# Start of DATASET EXTRACT

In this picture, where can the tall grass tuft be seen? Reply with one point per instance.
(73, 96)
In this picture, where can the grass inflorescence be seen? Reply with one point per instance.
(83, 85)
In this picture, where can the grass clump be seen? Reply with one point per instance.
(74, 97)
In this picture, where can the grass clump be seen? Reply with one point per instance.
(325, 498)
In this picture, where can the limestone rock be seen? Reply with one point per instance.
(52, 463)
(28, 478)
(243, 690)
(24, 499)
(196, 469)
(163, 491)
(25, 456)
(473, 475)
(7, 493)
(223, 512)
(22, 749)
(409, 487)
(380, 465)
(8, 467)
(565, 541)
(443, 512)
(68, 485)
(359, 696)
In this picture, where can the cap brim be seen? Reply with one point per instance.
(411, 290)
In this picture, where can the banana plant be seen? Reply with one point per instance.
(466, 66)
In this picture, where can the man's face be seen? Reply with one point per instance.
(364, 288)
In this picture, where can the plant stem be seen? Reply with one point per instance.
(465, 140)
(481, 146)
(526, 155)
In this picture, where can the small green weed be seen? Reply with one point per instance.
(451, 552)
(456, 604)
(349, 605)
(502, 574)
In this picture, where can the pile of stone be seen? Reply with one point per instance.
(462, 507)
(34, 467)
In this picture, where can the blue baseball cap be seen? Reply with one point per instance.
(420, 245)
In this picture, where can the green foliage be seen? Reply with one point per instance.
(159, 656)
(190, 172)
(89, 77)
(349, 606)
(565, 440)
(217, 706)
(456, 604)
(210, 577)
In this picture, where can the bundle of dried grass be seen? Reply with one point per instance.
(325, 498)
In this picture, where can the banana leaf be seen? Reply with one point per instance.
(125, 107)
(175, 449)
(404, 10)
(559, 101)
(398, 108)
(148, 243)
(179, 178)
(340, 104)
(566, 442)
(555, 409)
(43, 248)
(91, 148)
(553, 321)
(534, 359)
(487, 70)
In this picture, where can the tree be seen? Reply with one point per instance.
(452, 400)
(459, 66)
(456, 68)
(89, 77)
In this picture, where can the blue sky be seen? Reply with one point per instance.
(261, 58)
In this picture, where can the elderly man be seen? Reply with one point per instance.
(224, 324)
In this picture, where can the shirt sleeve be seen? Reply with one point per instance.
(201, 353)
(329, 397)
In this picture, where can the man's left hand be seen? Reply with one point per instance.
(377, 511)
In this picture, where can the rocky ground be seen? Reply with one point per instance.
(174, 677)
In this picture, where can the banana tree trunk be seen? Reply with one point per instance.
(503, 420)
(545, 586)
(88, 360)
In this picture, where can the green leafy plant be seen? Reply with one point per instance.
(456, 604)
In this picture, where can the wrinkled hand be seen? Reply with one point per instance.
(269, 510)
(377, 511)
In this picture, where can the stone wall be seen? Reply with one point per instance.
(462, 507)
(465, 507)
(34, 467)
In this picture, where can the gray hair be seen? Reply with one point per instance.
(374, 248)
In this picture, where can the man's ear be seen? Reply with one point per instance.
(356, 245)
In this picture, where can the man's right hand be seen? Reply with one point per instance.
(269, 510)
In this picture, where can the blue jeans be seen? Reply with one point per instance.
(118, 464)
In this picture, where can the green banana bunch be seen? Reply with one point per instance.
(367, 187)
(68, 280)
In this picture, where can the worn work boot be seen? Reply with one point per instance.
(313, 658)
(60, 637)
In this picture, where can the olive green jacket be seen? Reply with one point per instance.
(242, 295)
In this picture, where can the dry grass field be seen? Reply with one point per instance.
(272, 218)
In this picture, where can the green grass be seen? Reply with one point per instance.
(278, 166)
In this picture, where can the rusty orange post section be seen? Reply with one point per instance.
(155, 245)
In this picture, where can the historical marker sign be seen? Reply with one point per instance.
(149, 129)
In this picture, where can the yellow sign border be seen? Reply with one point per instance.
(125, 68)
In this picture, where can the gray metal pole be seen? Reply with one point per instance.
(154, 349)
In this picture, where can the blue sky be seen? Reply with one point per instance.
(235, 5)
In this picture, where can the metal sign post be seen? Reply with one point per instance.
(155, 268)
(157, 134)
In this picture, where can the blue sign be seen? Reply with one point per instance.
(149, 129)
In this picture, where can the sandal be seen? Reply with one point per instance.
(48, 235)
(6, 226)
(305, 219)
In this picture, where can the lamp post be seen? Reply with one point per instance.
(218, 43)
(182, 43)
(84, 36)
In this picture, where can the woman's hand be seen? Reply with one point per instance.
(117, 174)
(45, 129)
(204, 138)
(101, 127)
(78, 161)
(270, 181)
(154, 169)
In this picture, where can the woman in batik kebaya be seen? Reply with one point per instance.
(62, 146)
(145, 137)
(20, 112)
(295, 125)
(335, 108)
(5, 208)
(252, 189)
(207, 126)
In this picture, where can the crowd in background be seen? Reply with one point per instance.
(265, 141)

# End of DATASET EXTRACT

Turn all of the data above into a two-column CSV with the header text,answer. Give one row for each line of text and put the points listed under that line in the same row. Put each value in a single quoted field, with its line breaks replaced by spaces.

text,answer
"In this picture, where can the tall grass tuft be seen? Reply with one point per instance.","(73, 96)"
"In this picture, where can the grass inflorescence be seen? Reply with one point per instance.","(83, 85)"
"In this picture, where can the grass clump be seen? Reply with one point per instance.","(74, 97)"
"In this picture, where can the grass clump be seen? Reply with one point per instance.","(325, 498)"
"In this picture, where can the limestone rock be seen? Reply with one point per instance.","(52, 463) (28, 478) (243, 690) (24, 499) (196, 469) (163, 491) (25, 456) (473, 475) (7, 493) (223, 512) (22, 749) (409, 487) (380, 465) (8, 467) (565, 541) (443, 512) (68, 485) (359, 696)"
"In this picture, where can the cap brim be seen? Reply with one point per instance.","(411, 290)"
"In this picture, where can the banana plant be seen? Reply with one point per instance.","(466, 66)"
"In this picture, where can the man's face be seen? Reply with one point per instance.","(364, 288)"
"In this picture, where can the plant stem be seen? Reply with one point per instance.","(465, 140) (481, 146) (526, 155)"
"In this picture, where can the small green weed be seen? Reply with one point per instance.","(451, 552) (456, 604) (349, 605) (502, 574)"
"In this picture, where can the pile of stone be seen? Reply with one point per instance.","(462, 507) (34, 467)"
"In this picture, where can the blue baseball cap be seen? Reply with one point per instance.","(420, 245)"
"In this picture, where can the green foliage be seen? Reply with one point per instance.","(159, 656) (190, 172) (89, 77) (349, 606) (565, 440) (217, 706) (456, 604) (210, 577)"
"In this picture, where can the bundle of dried grass be seen? Reply with one point per instance.","(325, 498)"
"In this picture, where can the banana leaf be seen? Reply with one point per instance.","(125, 107) (175, 449) (404, 10) (559, 101) (398, 108) (148, 243) (179, 178) (340, 104) (566, 442) (555, 409) (43, 248) (91, 148) (553, 321) (534, 359) (487, 70)"
"In this picture, where can the tree be seen? Reply with one point per instance.","(452, 400) (459, 66) (456, 68) (89, 77)"
"In this picture, where can the blue sky be seen? Reply with one point per instance.","(261, 58)"
"In this picture, where can the elderly man be seen? Reply with one point per instance.","(224, 324)"
"In this picture, where can the shirt sleeve be seen? Reply with one point per instance.","(201, 353) (329, 397)"
"In this picture, where can the man's left hand be seen? Reply with one point per instance.","(377, 511)"
"In this picture, where can the rocky ground be seen? Reply with one point per instance.","(174, 677)"
"In this picture, where can the banana tree trunk be seen? Reply with one point per instance.","(503, 420) (545, 586) (88, 360)"
"In this picture, where can the green leafy plant be seen? Reply with one point per instance.","(456, 604)"
"In this picture, where can the wrinkled hand be seen? Reply with one point per instance.","(269, 510) (377, 511)"
"In this picture, where can the stone wall be seen? Reply with one point per instance.","(462, 507) (465, 507) (34, 467)"
"In this picture, where can the gray hair be seen? Reply with one point per instance.","(374, 248)"
"In this picture, where can the man's ear be seen? Reply with one point per instance.","(356, 245)"
"In this picture, where can the man's right hand be seen? Reply with one point per instance.","(269, 510)"
"In this picture, where can the blue jeans be seen? Reply with one point per instance.","(118, 464)"
"In this picture, where can the green banana bunch be seen? Reply with one point per instance.","(367, 187) (68, 280)"
"In this picture, where can the worn work boot be seen? Reply with one point per instance.","(313, 658) (60, 637)"
"In this picture, where can the olive green jacket be seen? Reply with one point per instance.","(242, 295)"
"In this picture, where can the dry grass field be seen? Reply with one point per instance.","(272, 218)"
"In this picture, where can the green grass be seen? Reply with one point per instance.","(278, 166)"
"In this picture, where can the rusty orange post section be seen? Reply with one point per instance.","(155, 245)"
"In this picture, where can the historical marker sign be seen? Reply with one point per instance.","(149, 129)"
"In this picture, where can the yellow sign border be seen? Reply with one point per instance.","(125, 68)"
"In this picture, where can the gray metal pole be seen? Reply with one point per instance.","(154, 349)"
"In this picture, where can the blue sky be seen? Reply with one point per instance.","(235, 5)"
"In this picture, where can the metal sign post be seen? Reply with one point per instance.","(155, 268) (157, 134)"
"In this picture, where can the blue sign be seen? Reply with one point per instance.","(149, 129)"
"In this picture, where can the sandal be seen? Reply with one point per instance.","(48, 235) (6, 226) (305, 219)"
"In this picture, where can the lamp post be seen? Reply with one point per instance.","(218, 43) (182, 43) (84, 36)"
"In this picture, where can the woman's hand be seen? Reply with one point per instance.","(117, 174) (45, 129) (204, 138) (101, 127) (78, 161) (270, 181) (154, 169)"
"In this picture, where can the woman in batik kebaya be seen? Reply with one point per instance.","(62, 146) (145, 137) (20, 112) (295, 125) (335, 108) (5, 208) (252, 189) (207, 126)"
"In this picture, where can the crowd in background be seen? Reply with one point per instance.","(265, 141)"